→ **What is expected**:
Your task is to output the data exactly as it stands.

→ **Records provided**:
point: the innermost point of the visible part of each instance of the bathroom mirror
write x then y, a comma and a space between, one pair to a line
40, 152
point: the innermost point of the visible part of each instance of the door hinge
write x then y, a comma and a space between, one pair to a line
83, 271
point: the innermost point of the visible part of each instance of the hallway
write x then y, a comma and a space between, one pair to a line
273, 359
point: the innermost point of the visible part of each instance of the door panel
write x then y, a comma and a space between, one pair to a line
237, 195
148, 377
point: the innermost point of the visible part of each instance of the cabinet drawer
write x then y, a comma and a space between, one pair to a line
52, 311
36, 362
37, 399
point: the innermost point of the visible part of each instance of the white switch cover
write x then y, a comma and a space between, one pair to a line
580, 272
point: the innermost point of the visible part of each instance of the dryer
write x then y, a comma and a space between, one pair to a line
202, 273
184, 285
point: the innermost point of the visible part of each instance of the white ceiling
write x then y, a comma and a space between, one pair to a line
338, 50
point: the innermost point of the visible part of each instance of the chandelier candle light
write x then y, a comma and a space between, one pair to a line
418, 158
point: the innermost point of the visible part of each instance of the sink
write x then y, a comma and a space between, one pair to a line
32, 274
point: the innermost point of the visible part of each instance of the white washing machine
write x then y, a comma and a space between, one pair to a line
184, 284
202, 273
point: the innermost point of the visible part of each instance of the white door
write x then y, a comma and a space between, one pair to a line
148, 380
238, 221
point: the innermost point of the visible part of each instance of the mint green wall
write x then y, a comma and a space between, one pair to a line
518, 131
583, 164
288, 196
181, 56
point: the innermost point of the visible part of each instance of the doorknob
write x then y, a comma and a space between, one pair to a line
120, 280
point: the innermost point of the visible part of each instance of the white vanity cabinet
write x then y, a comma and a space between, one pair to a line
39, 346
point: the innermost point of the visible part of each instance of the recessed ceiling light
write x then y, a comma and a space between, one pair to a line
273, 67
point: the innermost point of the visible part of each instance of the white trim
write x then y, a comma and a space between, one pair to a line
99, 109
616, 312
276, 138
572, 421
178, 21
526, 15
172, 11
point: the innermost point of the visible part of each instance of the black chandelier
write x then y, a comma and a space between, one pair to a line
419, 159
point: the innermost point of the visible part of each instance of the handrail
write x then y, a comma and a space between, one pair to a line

→ **Task response**:
point: the innermost point of the visible part of each instance of the bathroom mirror
write x then y, a comma and a space between, one pair to a line
40, 152
point: the innermost point of the visible part of each instance of the door hinge
write x then y, a comma and a space between, one pair to a line
83, 271
point: the innermost point of the visible part of each instance of the hallway
write x then y, a comma and a space between, one pair to a line
273, 359
point: the innermost point of the visible part of each instance of the door panel
write x then y, a comma and a space between, one pair to a line
237, 195
148, 377
point: the innermost point of the visible part of each instance of the cabinet drawer
write x then y, a comma and a space between, one pair to a line
52, 311
36, 362
37, 399
point: the innermost point of the visible part of each instance of the white switch cover
write x then y, a comma and a space between, one pair to a line
580, 272
point: the innermost point of the visible part of each instance of the dryer
write x then y, a comma and a space between, one pair to a line
202, 273
184, 285
point: the innermost point of the visible part of each instance of the white ceiling
write x then y, a comma and a space between, one pair to a line
338, 50
point: the innermost point of the visible part of each instance of the chandelier candle light
write x then y, a comma and a space between, one pair to a line
418, 158
point: the innermost point of the visible part of each instance of the sink
write x then y, a comma and a space between, one pair to a line
32, 274
point: the innermost point of the visible part of each instance of the white washing machine
write x then y, a comma and a space between, one pair to a line
184, 284
202, 273
point: the innermost point of the visible part of each instance of the white door
write x then y, a comma and a space between, one pair to a line
148, 380
238, 221
point: the innermost point of the visible part of each instance of the mint green wall
write x then y, a comma and a space between, one pair to a line
518, 131
583, 164
288, 196
181, 56
point: the innermost point of the visible part of each instance of the doorknob
write x then y, a comma and a space between, one pair to a line
120, 280
point: the innermost point of the visible part of each instance of the white vanity cabinet
write x then y, a comma and a space between, one pair to a line
39, 346
point: the innermost point of the visible part of each instance of the recessed ceiling light
write x then y, a comma and a space between, one pair to a line
273, 67
point: the innermost point of the visible part of each instance of the white trim
write x then y, a comma and a space between, one pair to a line
99, 109
616, 312
276, 138
572, 421
178, 21
526, 15
172, 11
point: the innermost point of the visible part of each instance of the black chandelier
write x then y, a comma and a space between, one pair to a line
419, 159
point: the innermost point of the visible part of each instance of the handrail
write x then y, a comma and a space between, one pair to a line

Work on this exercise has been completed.